Prompt 1 → Select every line of the rows below that contains the word "tall".

Article →
** BEGIN **

When at last I had disabused my mind of the enormous imposture of a design, an object, and an end, a purpose, or a system, I began to see dimly how much more grandeur, beauty, and hope there is in a divine chaos -not chaos in the sense of disorder or confusion but simply the absence of order- than there is in a universe made by a pattern, this draught-board universe my mind had laid out: this machine made world and and piece of mechanism; what a petty despicable microcosmos I had substituted for the reality.” Richard Jeffries, The Absence of Design in Nature, 1887.(1)
Chaos

Chaotic Flow as Attractor Type and Plasma as Rendering Mode, Free Software Association. Creative Commons.
Chaos evokes the dark abyss of infinite space, the primal matrix of creation and destruction from which ancient Mesopotamians, Egyptians, Taoists, Native Americans, and many other human communities have variously imagined the emergence of deities, stars, elements, other-than-human ancestors, and ultimately humankind.
You’ll no doubt be familiar with feminist accounts of how mother goddesses that once gave form and order to life were demoted during the Bronze age as ‘numinosity was transferred to a father god’. The Iron Age Babylonian creation epic Enuma Elish (‘from on high’) is said to have been the first story in which a mother goddess who generated creation as part of herself was replaced by a god who ‘made’ the world as something separate from himself. Anne Baring and Jules Cashford regard Marduk’s violent overthrow of Tiamat, in which a Goddess who once sacrificed her son/lover became the sacrificial victim, as the mythological root of patriarchal religion and as a template for subsequent dragon slaying hero myths. They argue that it marked the overthrow of ‘a goddess culture’ emphasising ‘relationship between every aspect of creation’ by a ‘new culture’ that venerated male deities and rewarded mastery, control, objectification, and violation.(2)

** END **

Prompt 2 → In the article on chaos, which Iron Age Babylonian creation epic is said to be the first story in which a mother goddess was replaced by a god who made the world as something separate from himself?

Excerpted records →
** BEGIN **

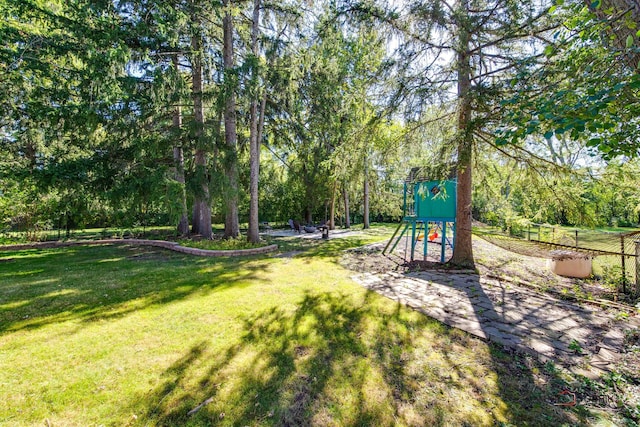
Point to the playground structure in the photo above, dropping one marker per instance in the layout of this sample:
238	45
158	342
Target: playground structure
429	211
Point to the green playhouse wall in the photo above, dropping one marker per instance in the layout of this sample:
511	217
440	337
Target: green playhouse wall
435	200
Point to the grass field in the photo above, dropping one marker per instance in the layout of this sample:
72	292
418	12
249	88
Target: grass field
120	335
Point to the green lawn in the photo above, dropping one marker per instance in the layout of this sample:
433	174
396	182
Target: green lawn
119	335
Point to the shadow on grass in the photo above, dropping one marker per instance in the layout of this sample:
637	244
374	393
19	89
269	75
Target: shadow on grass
335	361
40	287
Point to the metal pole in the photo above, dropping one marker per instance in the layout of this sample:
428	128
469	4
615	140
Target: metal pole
443	241
404	203
413	238
425	240
637	267
624	273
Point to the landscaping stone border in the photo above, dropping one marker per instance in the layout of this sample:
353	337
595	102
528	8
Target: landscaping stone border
172	246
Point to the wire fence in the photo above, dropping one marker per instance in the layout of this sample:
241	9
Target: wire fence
616	255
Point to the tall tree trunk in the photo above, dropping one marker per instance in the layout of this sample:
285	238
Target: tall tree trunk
202	198
231	226
347	214
254	142
366	191
178	161
463	248
332	217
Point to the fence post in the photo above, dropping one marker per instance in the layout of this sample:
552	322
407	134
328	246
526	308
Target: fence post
624	273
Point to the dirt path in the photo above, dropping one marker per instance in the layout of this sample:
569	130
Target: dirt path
505	302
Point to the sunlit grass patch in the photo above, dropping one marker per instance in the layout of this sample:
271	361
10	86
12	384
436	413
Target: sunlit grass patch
151	337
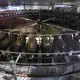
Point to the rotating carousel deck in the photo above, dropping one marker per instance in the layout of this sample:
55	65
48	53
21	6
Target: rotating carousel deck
39	50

** END **

Problem solution 1 →
Point to the tall tree trunk in the photo above, dropping one marker per instance in the layout of this sample:
Target: tall tree trunk

Problem solution 2 → Enuma Elish